■ **Given text**

Captain Thos. J. Kirkpatrick writes, from the Army of the Potomac, to the Central Presbyterian, that within three weeks between forty and fifty members of his company have been hopefully converted, and that out of the whole number in it (115), there is hardly a single man who is not a professor of faith in Jesus, or in some degree an inquirer for the way of life. He states also that ‘some seventeen have been baptized, not into communion with any particular denomination, but with Christ's people.’

The revival alluded to by Captain Kirkpatrick was one of the most powerful enjoyed in the army at this time. The meetings were conducted by Rev. Hugh Roy Scott, an Episcopal clergyman of King George county, who described the work of grace in a tract which was published by the ‘Evangelical Tract Society,’ of Petersburg, and which contains so many details of interest that I insert it in full, as follows:


Camp Nineveh.

By Rev. Hugh Roy Scott.
Not by might, nor by power, but by my Spirit, saith the Lord of hosts. Zech. IV. 6.

■ **Instruction 1**
Which lines in the rows below contain the string "sphere"? Find each one, treating upper and lower case as different, and copy those lines.

■ **Dataset**
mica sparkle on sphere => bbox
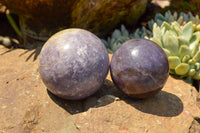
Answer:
[39,28,109,100]
[110,39,169,98]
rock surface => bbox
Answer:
[0,45,200,133]
[0,0,148,48]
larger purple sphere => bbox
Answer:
[110,39,169,98]
[39,29,109,100]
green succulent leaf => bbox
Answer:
[177,16,183,25]
[195,62,200,70]
[188,69,196,77]
[112,29,122,39]
[179,45,190,59]
[153,23,161,40]
[177,36,189,46]
[192,51,200,62]
[182,55,190,63]
[161,22,171,33]
[192,70,200,80]
[121,25,129,36]
[168,56,181,69]
[189,36,199,56]
[175,63,190,76]
[152,36,163,47]
[171,21,182,35]
[163,48,171,57]
[183,21,194,41]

■ **Instruction 2**
Set down word for word the portion of the revival account above starting with "The revival alluded" and going on through "Zech. IV. 6.".

■ **Complete output 1**
mica sparkle on sphere => bbox
larger purple sphere => bbox

■ **Complete output 2**
The revival alluded to by Captain Kirkpatrick was one of the most powerful enjoyed in the army at this time. The meetings were conducted by Rev. Hugh Roy Scott, an Episcopal clergyman of King George county, who described the work of grace in a tract which was published by the ‘Evangelical Tract Society,’ of Petersburg, and which contains so many details of interest that I insert it in full, as follows:


Camp Nineveh.

By Rev. Hugh Roy Scott.
Not by might, nor by power, but by my Spirit, saith the Lord of hosts. Zech. IV. 6.